> Coordinate annotation records:
--- Begin ---

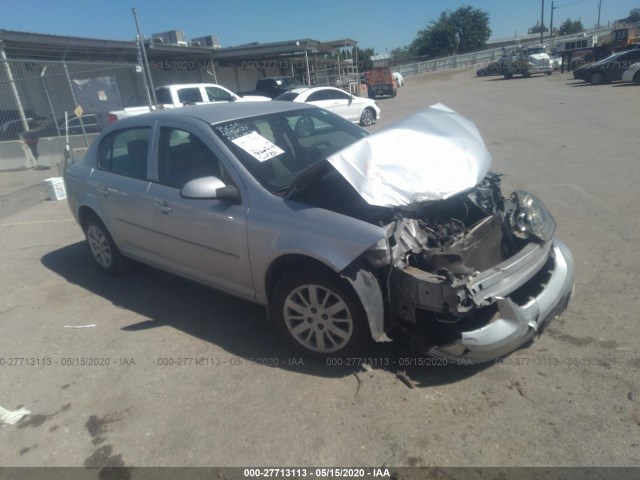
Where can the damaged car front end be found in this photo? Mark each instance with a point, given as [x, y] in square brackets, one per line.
[466, 273]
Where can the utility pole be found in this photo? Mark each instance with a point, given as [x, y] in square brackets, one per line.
[542, 24]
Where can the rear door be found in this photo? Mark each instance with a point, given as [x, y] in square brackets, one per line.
[202, 239]
[120, 183]
[342, 104]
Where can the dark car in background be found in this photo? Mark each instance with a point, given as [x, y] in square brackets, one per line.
[88, 123]
[609, 69]
[493, 68]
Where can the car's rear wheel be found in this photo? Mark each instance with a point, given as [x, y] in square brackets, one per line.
[597, 78]
[368, 117]
[319, 314]
[103, 249]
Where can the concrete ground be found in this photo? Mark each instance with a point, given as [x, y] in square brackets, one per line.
[169, 373]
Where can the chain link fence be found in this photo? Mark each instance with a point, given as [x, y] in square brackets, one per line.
[35, 96]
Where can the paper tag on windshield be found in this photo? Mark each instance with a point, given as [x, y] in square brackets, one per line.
[258, 147]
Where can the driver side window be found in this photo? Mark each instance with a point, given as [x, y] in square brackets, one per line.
[182, 157]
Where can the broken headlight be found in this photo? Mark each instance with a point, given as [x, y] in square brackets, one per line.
[531, 218]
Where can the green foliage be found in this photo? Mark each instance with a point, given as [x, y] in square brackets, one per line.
[570, 26]
[364, 57]
[463, 30]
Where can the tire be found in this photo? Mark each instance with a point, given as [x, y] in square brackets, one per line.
[368, 117]
[319, 314]
[103, 249]
[597, 78]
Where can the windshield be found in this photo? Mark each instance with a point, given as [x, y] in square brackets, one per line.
[611, 57]
[277, 148]
[288, 96]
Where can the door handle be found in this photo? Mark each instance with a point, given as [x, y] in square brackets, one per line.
[163, 206]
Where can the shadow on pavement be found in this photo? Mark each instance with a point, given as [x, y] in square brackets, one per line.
[239, 327]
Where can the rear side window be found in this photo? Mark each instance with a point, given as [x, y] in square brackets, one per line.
[124, 152]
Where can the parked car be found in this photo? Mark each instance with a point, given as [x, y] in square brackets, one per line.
[608, 69]
[343, 236]
[632, 74]
[88, 123]
[493, 68]
[397, 76]
[178, 95]
[555, 62]
[355, 109]
[273, 86]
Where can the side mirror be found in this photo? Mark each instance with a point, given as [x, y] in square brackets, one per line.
[210, 188]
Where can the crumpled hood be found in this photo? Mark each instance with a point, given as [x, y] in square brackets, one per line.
[431, 155]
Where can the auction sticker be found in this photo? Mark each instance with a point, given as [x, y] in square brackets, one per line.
[258, 147]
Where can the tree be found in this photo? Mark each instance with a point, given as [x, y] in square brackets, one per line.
[364, 57]
[570, 26]
[536, 28]
[463, 30]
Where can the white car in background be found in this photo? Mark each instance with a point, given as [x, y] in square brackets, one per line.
[355, 109]
[397, 76]
[632, 74]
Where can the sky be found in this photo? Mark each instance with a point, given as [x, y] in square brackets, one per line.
[379, 24]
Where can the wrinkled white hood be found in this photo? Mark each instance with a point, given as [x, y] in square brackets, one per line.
[430, 155]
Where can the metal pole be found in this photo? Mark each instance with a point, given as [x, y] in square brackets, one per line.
[542, 24]
[144, 59]
[14, 89]
[46, 93]
[144, 75]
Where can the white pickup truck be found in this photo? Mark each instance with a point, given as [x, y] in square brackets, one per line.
[184, 94]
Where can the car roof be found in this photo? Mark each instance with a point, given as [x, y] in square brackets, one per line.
[214, 113]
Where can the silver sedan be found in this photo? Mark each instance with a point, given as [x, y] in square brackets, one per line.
[345, 237]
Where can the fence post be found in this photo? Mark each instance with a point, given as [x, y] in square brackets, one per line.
[14, 89]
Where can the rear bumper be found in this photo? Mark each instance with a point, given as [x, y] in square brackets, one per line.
[515, 324]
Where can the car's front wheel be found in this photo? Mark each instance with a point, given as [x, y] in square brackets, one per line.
[102, 247]
[368, 117]
[318, 313]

--- End ---

Put the lines from the one containing "Where can the wrinkled" through the end of the records into a JSON list of strings, one string per line, with blank lines omitted.

> FINISHED TASK:
[
  "Where can the wrinkled white hood be found in this photo? Mark each instance with a point, given as [x, y] in square brackets, one per line.",
  "[430, 155]",
  "Where can the metal pole be found in this photo? Mark each instance with a point, given as [x, y] in square brackets, one per line.",
  "[542, 24]",
  "[144, 59]",
  "[14, 89]",
  "[46, 93]",
  "[144, 75]",
  "Where can the white pickup truck be found in this photo? Mark each instance with a point, given as [x, y] in square brackets, one per line.",
  "[184, 94]",
  "Where can the car roof be found in this photo? Mark each instance with a point, given as [x, y] in square brackets, one per line.",
  "[214, 113]",
  "Where can the silver sedan be found in this photo? Mark each instance with a point, given as [x, y] in square brackets, one per line.",
  "[345, 237]",
  "Where can the fence post be found in this photo? Mark each instance with a point, given as [x, y] in square brackets, one per line.",
  "[14, 89]",
  "Where can the rear bumper be found in this photo? Mark each instance with a point, given as [x, y] in square brackets, one per line.",
  "[515, 324]",
  "Where can the car's front wheel be found in this photo? Mark each instance with a point, given as [x, y] in square brackets, one per line.",
  "[102, 247]",
  "[368, 117]",
  "[318, 313]"
]